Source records
------------------------------------------------

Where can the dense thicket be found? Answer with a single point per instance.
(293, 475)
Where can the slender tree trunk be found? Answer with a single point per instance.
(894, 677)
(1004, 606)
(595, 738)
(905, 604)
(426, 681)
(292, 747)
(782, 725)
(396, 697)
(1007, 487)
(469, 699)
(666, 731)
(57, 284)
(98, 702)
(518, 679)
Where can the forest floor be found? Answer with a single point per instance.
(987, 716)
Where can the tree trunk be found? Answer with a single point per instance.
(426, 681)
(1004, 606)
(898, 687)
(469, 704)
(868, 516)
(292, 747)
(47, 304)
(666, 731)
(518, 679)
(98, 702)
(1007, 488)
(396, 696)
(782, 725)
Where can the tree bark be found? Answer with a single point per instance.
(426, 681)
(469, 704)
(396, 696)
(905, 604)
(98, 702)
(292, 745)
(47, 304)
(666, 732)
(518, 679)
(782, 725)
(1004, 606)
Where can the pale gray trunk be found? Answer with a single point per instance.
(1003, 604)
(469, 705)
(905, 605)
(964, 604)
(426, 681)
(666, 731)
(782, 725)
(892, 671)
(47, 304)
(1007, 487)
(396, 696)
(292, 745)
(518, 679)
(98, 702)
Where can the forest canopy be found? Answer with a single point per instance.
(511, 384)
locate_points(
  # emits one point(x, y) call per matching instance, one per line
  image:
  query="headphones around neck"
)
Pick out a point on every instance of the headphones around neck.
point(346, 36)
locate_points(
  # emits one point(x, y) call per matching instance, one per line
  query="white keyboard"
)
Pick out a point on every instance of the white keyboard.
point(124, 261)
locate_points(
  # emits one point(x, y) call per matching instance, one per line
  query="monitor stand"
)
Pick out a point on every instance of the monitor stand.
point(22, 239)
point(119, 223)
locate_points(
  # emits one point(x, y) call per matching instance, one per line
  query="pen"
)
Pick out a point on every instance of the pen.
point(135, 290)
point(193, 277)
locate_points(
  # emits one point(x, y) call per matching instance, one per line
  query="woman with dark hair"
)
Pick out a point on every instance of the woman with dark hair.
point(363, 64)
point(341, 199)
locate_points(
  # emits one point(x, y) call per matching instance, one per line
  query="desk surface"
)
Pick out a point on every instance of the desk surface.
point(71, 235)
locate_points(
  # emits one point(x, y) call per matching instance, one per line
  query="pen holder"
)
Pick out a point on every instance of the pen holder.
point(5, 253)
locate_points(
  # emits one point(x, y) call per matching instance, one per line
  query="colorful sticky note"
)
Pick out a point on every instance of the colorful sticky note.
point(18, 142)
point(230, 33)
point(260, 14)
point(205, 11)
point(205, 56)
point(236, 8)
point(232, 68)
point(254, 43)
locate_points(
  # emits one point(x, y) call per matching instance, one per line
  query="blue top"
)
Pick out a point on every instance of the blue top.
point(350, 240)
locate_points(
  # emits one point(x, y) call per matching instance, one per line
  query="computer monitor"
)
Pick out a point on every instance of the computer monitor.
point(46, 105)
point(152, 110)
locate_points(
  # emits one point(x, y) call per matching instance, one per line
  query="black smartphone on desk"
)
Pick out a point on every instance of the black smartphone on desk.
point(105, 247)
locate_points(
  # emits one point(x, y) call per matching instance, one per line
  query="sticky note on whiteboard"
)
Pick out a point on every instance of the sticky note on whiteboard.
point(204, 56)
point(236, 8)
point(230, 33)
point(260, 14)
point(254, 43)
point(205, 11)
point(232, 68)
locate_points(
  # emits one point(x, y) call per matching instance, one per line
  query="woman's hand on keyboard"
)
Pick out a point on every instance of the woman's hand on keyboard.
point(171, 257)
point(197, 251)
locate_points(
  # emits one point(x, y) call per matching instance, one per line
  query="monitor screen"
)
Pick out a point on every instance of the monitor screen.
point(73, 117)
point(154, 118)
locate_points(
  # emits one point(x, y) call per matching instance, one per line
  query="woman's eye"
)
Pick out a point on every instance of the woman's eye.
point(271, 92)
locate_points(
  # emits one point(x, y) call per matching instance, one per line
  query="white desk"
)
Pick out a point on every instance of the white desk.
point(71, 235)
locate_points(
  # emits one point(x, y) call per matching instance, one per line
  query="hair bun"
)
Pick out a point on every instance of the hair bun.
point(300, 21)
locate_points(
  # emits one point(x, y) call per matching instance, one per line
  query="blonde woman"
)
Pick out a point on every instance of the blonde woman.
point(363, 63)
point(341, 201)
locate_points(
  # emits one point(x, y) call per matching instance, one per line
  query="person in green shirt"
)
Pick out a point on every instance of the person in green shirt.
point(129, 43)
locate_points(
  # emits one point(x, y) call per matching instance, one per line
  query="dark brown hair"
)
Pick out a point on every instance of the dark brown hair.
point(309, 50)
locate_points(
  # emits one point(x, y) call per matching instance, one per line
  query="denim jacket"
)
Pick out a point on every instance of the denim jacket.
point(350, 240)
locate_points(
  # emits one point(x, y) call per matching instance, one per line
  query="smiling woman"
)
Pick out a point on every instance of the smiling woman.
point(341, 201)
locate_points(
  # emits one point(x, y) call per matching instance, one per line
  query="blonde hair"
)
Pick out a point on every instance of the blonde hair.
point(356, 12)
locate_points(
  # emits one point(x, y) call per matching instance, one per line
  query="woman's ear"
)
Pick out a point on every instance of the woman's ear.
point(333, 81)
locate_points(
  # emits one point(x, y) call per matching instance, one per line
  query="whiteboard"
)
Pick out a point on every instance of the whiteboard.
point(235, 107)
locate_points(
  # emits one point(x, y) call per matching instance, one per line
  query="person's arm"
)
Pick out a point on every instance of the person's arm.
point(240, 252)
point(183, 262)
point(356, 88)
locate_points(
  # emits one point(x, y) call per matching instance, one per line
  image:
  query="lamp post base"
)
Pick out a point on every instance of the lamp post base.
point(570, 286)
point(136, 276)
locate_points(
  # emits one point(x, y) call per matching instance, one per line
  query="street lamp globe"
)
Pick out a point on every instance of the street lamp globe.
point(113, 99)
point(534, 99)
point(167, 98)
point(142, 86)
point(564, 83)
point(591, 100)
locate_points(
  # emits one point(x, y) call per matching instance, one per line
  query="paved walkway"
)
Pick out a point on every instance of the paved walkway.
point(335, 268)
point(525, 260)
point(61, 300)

------------------------------------------------

* **Work to complete**: Extract all of the data shown above without alteration.

* **Response to the task**:
Where can the dense thicket be found? Answer with a single point per instance.
(293, 475)
Where can the slender tree trunk be found? Answer with a single point per instance.
(894, 677)
(1004, 606)
(595, 738)
(905, 604)
(426, 681)
(292, 747)
(782, 725)
(396, 697)
(1007, 487)
(469, 699)
(666, 731)
(57, 284)
(98, 702)
(518, 679)
Where can the forest floor be found? Answer with a single point per instance.
(987, 716)
Where can the tree trunk be found? Answer with a single point per instance.
(426, 681)
(1004, 606)
(898, 687)
(469, 704)
(868, 516)
(292, 747)
(47, 304)
(666, 731)
(518, 679)
(98, 702)
(1007, 488)
(396, 696)
(782, 725)
Where can the tree bark be found? Answer with a single point per instance.
(426, 681)
(469, 704)
(396, 696)
(905, 604)
(98, 702)
(292, 745)
(47, 304)
(666, 732)
(518, 679)
(782, 725)
(1004, 606)
Where can the pale gray trunk be found? Answer with a single point per instance.
(1003, 604)
(469, 705)
(905, 605)
(964, 604)
(426, 681)
(666, 731)
(782, 725)
(892, 671)
(47, 304)
(1007, 487)
(396, 696)
(292, 745)
(518, 679)
(98, 702)
Where can the forest canopy be found? Answer with a single point per instance.
(511, 384)
locate_points(
  # emits one point(x, y) call per matching instance, one per line
  image:
  query="headphones around neck"
)
Pick out a point on every instance of the headphones around neck.
point(346, 36)
locate_points(
  # emits one point(x, y) call per matching instance, one per line
  query="white keyboard"
)
Pick out a point on every instance of the white keyboard.
point(124, 261)
locate_points(
  # emits one point(x, y) call per matching instance, one per line
  query="monitor stand"
)
Pick out a point on every instance of the monitor stand.
point(22, 239)
point(119, 223)
locate_points(
  # emits one point(x, y) call per matching instance, one per line
  query="pen"
)
Pick out a point on every instance of the pen.
point(135, 290)
point(193, 277)
locate_points(
  # emits one point(x, y) call per matching instance, one per line
  query="woman with dark hair"
)
Pick out a point on every instance of the woman with dark hair.
point(363, 64)
point(341, 199)
locate_points(
  # emits one point(x, y) call per matching instance, one per line
  query="desk surface"
)
Pick out a point on every instance of the desk surface.
point(71, 235)
locate_points(
  # emits one point(x, y) call per matching instance, one per line
  query="pen holder"
)
Pick out a point on every instance of the pen holder.
point(5, 253)
locate_points(
  # emits one point(x, y) call per matching instance, one per line
  query="colorful sticky note"
)
Pick out a point on every instance of the colorful sticky note.
point(18, 142)
point(230, 33)
point(260, 14)
point(205, 11)
point(205, 56)
point(236, 8)
point(232, 68)
point(254, 43)
locate_points(
  # emits one point(x, y) call per matching instance, one per line
  query="blue top"
)
Pick out a point on every instance of the blue top.
point(350, 240)
locate_points(
  # emits one point(x, y) call per matching instance, one per line
  query="computer monitor"
)
Pick out a point on every instance of the computer monitor.
point(46, 105)
point(152, 110)
locate_points(
  # emits one point(x, y) call per matching instance, one per line
  query="black smartphone on desk"
)
Pick out a point on every instance of the black smartphone on desk.
point(105, 247)
locate_points(
  # emits one point(x, y) call per matching instance, one per line
  query="sticky note on whiteboard"
)
Pick out a point on every instance of the sticky note on whiteboard.
point(204, 56)
point(236, 8)
point(230, 33)
point(260, 14)
point(254, 43)
point(205, 11)
point(232, 68)
locate_points(
  # emits one point(x, y) call per matching instance, one per line
  query="woman's hand on keyboard"
)
Pick out a point on every instance of the woman's hand on keyboard.
point(171, 257)
point(197, 251)
locate_points(
  # emits one point(x, y) call per matching instance, one per line
  query="monitor screen"
)
Pick out a point on every instance of the monitor screen.
point(73, 117)
point(154, 118)
locate_points(
  # emits one point(x, y) call per matching instance, one per line
  query="woman's eye"
)
Pick out a point on every instance of the woman's eye.
point(271, 92)
locate_points(
  # emits one point(x, y) call per matching instance, one per line
  query="white desk"
)
Pick out a point on every instance of the white desk.
point(71, 235)
locate_points(
  # emits one point(x, y) call per matching instance, one per line
  query="hair bun"
)
Pick out a point on every instance of the hair bun.
point(300, 21)
locate_points(
  # emits one point(x, y) call per matching instance, one per line
  query="blonde woman"
)
Pick out a point on every instance of the blonde woman.
point(363, 63)
point(341, 201)
locate_points(
  # emits one point(x, y) call per matching instance, one per line
  query="person in green shirt"
)
Pick out a point on every instance of the person in green shirt.
point(129, 43)
locate_points(
  # emits one point(x, y) call per matching instance, one per line
  query="dark brown hair"
)
Pick out a point on every instance of the dark brown hair.
point(309, 50)
locate_points(
  # emits one point(x, y) call per matching instance, one per line
  query="denim jacket"
)
Pick out a point on every instance of the denim jacket.
point(350, 240)
locate_points(
  # emits one point(x, y) call per matching instance, one per line
  query="smiling woman"
)
Pick out a point on every instance of the smiling woman.
point(341, 201)
locate_points(
  # emits one point(x, y) call per matching instance, one per line
  query="blonde hair"
)
Pick out a point on every instance of the blonde hair.
point(356, 12)
locate_points(
  # emits one point(x, y) call per matching instance, one per line
  query="woman's ear"
)
Pick out a point on every instance of the woman's ear.
point(333, 81)
locate_points(
  # emits one point(x, y) call per matching instance, one per line
  query="whiteboard"
)
Pick out a point on every instance of the whiteboard.
point(235, 107)
locate_points(
  # emits one point(x, y) call per matching instance, one per line
  query="person's arm"
)
Pick out a point on every instance of the person's arm.
point(240, 252)
point(183, 262)
point(356, 88)
locate_points(
  # emits one point(x, y) call per matching instance, one per line
  image:
  query="lamp post base"
)
Pick out a point on every instance of the lamp post base.
point(570, 286)
point(136, 276)
locate_points(
  # emits one point(x, y) call per matching instance, one per line
  query="street lamp globe"
)
Pick out a point on every instance of the street lamp globe.
point(113, 99)
point(534, 99)
point(167, 98)
point(142, 86)
point(564, 83)
point(591, 100)
locate_points(
  # emits one point(x, y) call per matching instance, one per line
  query="paved walkway"
)
Pick out a point on every instance of the paved walkway.
point(335, 268)
point(525, 260)
point(61, 300)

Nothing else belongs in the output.